GDPR Is Coming – And Could Hurt You, Brexit Or Not

A lot of people thought that the ‘Leave’ vote on June 23 2016 meant we could start forgetting about Brussels red tape.

However, that’s just not true. If you want to trade in Europe, it doesn’t matter if you’re American or Lithuanian, you have to comply with the EU as a trading bloc’s laws.

Nowhere is this truer than in the way any sort of company works with customer data. If you have any information about customers, then that counts as data, and a set of legislation is coming down the highway at full speed that you need to address as a consequence.

That’s the General Data Protection Regulation, GDPR – which, to quote the UK’s official privacy watchdog, the ICO, “will apply in the UK from 25 May 2018” – and which also tells you on its website that, “The government has confirmed that the UK’s decision to leave the EU will not affect the commencement of the GDPR.”

From this month, October, you have six full months to sort it out. However, astonishingly, all this is still news to the vast majority of British business, which has simply not engaged with GDPR at all. A recent news report, for example, revealed that nearly a quarter of small UK businesses haven’t started preparing for it, while one in 10 enterprises with 500 or more employees are in the same position, a survey by storage firm NetApp found.

A project manager tool to help your GDPR internal audit

You probably know the consequences of falling foul of GDPR when it comes into force, such as the fact that if any company is guilty of a data breach it will face a fine of up to €20 million or four per cent of their annual global turnover, whichever is greater, compared to the current maximum UK penalty under our existing GDPR equivalent, the Data Protection Act, of £500,000.

But I don’t want to rehearse all that again. What is probably more interesting is to consider what practical steps firms can take now to get started here.

The good news is that we have a way forward that is not a magic bullet (any vendor message that pretends it is for GDPR is misleading).

What EASY can offer is a tried and trusted way – a way successfully followed by 400 German and Austrian organisations – to help you go into your environment and properly document and project manage your data governance activity, the activity you need to perform to get on top of this.

(WRITTEN INSTRUCTION 1) List every line of the entries below that contains the word "curb", copying each line in full.

Detection entries:
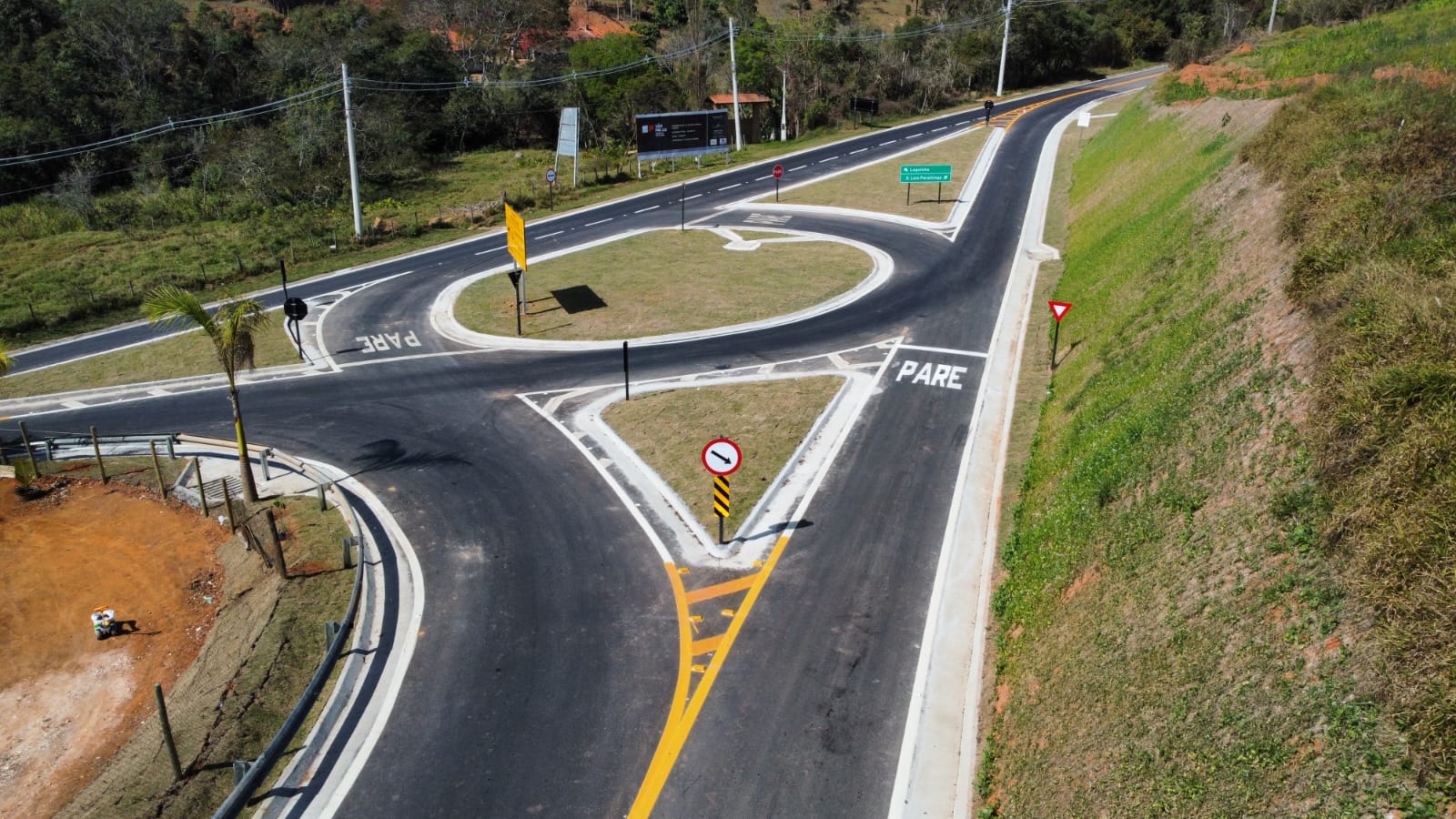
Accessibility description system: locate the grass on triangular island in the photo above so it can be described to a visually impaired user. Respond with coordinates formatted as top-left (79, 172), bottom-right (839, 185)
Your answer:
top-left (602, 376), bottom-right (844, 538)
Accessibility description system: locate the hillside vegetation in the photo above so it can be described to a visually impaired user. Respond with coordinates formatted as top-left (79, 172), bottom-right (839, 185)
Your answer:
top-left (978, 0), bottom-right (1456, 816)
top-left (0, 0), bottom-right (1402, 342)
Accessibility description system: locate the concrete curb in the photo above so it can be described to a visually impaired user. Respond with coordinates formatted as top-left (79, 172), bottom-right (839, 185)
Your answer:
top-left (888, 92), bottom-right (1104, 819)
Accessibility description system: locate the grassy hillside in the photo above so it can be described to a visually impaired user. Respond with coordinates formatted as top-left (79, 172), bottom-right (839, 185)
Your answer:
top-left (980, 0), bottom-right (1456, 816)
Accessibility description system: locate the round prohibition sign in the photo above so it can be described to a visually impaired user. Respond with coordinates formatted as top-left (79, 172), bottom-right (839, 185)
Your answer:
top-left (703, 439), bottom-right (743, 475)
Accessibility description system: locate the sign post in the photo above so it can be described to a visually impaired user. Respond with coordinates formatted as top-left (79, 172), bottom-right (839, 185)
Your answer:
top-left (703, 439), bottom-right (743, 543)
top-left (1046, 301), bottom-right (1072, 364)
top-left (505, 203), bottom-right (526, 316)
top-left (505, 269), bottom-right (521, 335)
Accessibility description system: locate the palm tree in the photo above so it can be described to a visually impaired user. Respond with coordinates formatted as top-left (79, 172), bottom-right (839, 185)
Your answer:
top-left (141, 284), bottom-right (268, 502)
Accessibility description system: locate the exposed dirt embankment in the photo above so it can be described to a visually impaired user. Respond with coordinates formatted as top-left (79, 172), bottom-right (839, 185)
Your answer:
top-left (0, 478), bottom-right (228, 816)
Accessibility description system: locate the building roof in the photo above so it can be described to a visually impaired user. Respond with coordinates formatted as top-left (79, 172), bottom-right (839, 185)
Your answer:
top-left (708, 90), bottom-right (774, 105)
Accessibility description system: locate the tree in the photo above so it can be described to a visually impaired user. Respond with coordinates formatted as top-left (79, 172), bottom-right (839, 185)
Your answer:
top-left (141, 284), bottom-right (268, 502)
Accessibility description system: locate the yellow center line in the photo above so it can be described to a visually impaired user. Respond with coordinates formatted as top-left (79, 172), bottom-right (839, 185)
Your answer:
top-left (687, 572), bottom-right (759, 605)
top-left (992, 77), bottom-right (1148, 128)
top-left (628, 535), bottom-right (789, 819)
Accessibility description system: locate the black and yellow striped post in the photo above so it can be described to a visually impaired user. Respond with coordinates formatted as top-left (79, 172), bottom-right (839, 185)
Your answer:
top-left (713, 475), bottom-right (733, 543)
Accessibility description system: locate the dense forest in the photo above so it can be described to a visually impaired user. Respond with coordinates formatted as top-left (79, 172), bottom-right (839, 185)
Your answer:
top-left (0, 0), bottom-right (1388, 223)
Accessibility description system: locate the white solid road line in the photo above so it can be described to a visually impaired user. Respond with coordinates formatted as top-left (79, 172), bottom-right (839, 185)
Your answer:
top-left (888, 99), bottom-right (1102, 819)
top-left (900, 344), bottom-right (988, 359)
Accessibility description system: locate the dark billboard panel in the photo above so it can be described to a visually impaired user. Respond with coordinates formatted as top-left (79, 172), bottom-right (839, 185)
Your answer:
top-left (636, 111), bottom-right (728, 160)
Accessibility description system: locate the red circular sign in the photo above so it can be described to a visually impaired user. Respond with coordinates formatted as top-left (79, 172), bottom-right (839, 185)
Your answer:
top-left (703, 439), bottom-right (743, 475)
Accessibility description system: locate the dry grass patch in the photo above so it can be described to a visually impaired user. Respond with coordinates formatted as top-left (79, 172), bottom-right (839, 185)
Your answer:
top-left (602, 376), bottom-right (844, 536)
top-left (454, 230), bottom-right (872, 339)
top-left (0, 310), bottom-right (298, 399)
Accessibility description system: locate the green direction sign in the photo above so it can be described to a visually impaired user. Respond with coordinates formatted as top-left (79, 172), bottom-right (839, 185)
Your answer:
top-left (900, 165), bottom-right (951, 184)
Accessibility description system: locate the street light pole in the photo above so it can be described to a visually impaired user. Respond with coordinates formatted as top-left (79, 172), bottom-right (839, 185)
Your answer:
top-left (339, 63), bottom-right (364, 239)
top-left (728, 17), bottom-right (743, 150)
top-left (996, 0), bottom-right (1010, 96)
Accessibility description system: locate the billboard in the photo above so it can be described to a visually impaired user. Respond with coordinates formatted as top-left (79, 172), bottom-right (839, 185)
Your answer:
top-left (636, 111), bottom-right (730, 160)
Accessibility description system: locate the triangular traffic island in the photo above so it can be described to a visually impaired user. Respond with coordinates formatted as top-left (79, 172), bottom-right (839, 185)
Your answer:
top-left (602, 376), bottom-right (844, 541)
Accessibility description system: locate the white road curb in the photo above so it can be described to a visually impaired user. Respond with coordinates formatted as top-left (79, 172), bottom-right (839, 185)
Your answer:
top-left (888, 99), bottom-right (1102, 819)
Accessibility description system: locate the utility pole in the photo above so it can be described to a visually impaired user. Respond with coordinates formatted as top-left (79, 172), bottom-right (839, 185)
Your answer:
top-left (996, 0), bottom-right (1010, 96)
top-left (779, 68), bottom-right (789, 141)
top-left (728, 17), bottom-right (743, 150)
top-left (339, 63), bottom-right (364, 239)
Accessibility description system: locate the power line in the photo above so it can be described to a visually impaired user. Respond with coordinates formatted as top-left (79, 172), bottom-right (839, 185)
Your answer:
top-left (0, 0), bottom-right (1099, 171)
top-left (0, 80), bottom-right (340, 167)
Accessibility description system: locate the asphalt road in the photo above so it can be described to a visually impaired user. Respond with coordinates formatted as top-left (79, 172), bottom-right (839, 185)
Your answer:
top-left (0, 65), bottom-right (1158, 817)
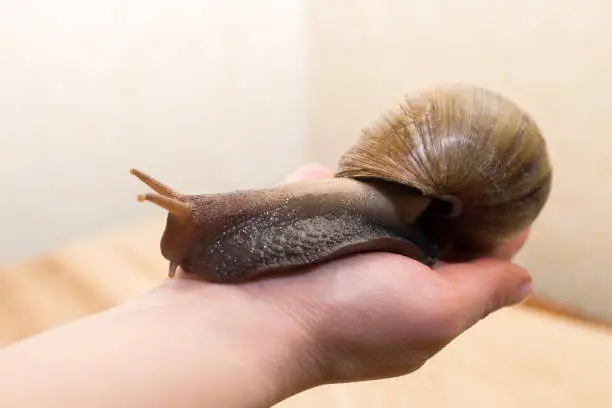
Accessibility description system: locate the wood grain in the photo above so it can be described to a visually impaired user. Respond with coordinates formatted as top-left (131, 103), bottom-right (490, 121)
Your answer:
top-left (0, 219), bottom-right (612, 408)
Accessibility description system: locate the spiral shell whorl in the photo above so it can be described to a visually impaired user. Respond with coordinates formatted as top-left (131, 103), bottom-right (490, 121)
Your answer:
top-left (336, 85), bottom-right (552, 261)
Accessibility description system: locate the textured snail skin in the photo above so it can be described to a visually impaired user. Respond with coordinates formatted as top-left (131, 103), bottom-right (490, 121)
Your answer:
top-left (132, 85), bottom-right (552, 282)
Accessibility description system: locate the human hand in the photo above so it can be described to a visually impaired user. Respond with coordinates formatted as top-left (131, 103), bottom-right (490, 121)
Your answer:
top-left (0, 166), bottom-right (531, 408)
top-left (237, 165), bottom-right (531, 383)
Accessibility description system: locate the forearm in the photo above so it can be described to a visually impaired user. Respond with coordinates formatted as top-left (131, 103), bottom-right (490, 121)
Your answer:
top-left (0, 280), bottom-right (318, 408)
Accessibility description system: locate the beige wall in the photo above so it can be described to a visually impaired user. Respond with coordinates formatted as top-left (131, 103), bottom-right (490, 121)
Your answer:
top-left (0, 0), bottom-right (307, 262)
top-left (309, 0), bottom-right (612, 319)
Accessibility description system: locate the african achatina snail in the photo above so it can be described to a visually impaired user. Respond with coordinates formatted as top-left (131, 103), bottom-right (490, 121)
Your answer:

(WRITTEN INSTRUCTION 2) Name every adjective of nationality that appears in the article on GDPR above.

(COMPLETE RESPONSE 1)
Accessibility description system: locate the concrete curb in the photo above so it can be described to a visually impaired user. Respond with coordinates formatted as top-left (79, 172), bottom-right (839, 185)
Accessibility description system: locate the white road curb in the photo above so it can be described to a visually impaired user. Respond with coordinates formatted as top-left (79, 172), bottom-right (839, 185)

(COMPLETE RESPONSE 2) American, Lithuanian, British, German, Austrian